> **Problem to work on**: How many of the lines below contain the string "Target"? Case counts, so reply with the number alone.

> **Dataset entries**:
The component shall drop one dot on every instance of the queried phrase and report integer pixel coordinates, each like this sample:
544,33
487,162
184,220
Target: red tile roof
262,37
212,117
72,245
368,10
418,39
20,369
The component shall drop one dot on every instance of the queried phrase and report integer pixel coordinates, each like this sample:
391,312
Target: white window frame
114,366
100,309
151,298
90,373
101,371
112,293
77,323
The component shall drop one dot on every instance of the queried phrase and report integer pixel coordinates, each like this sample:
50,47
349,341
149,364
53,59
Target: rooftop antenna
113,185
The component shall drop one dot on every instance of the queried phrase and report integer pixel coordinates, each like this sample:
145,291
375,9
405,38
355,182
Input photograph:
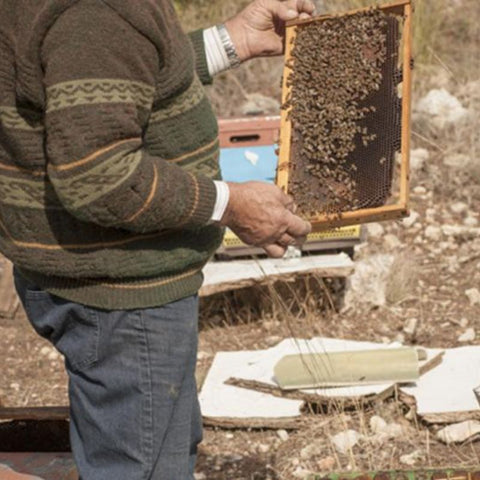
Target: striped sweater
==
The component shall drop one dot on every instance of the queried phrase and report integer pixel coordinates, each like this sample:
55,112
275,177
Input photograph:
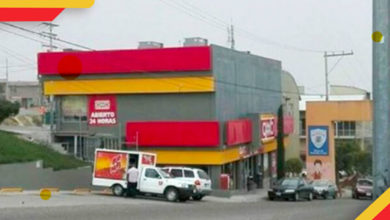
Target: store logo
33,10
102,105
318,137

> **Result of this task**: 5